- _EXCERPTED RECORDS_
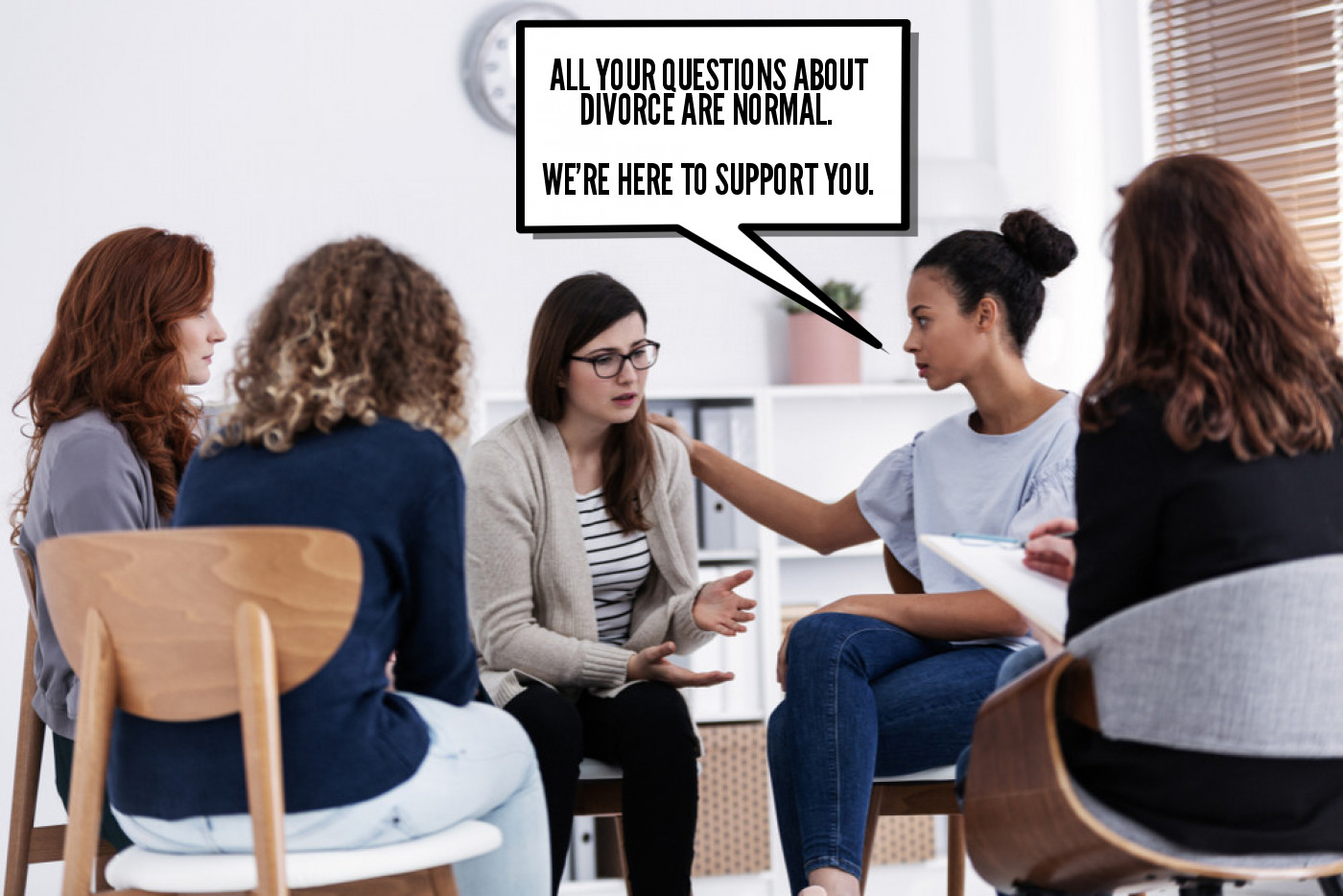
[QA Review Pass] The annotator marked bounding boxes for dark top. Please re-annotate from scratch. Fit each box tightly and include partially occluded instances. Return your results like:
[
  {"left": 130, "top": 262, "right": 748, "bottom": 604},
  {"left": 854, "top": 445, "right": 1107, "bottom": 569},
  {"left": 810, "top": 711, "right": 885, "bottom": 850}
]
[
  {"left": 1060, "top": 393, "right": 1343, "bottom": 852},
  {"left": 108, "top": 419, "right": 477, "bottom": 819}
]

- _AIM_
Extract each line of the data above that contains the string "bottom". Matching is case-sensitive.

- _TASK OUTPUT_
  {"left": 130, "top": 262, "right": 748, "bottom": 604},
  {"left": 854, "top": 445, "right": 1107, "bottom": 569},
  {"left": 810, "top": 711, "right": 885, "bottom": 850}
  {"left": 1060, "top": 393, "right": 1343, "bottom": 852},
  {"left": 108, "top": 419, "right": 477, "bottom": 819}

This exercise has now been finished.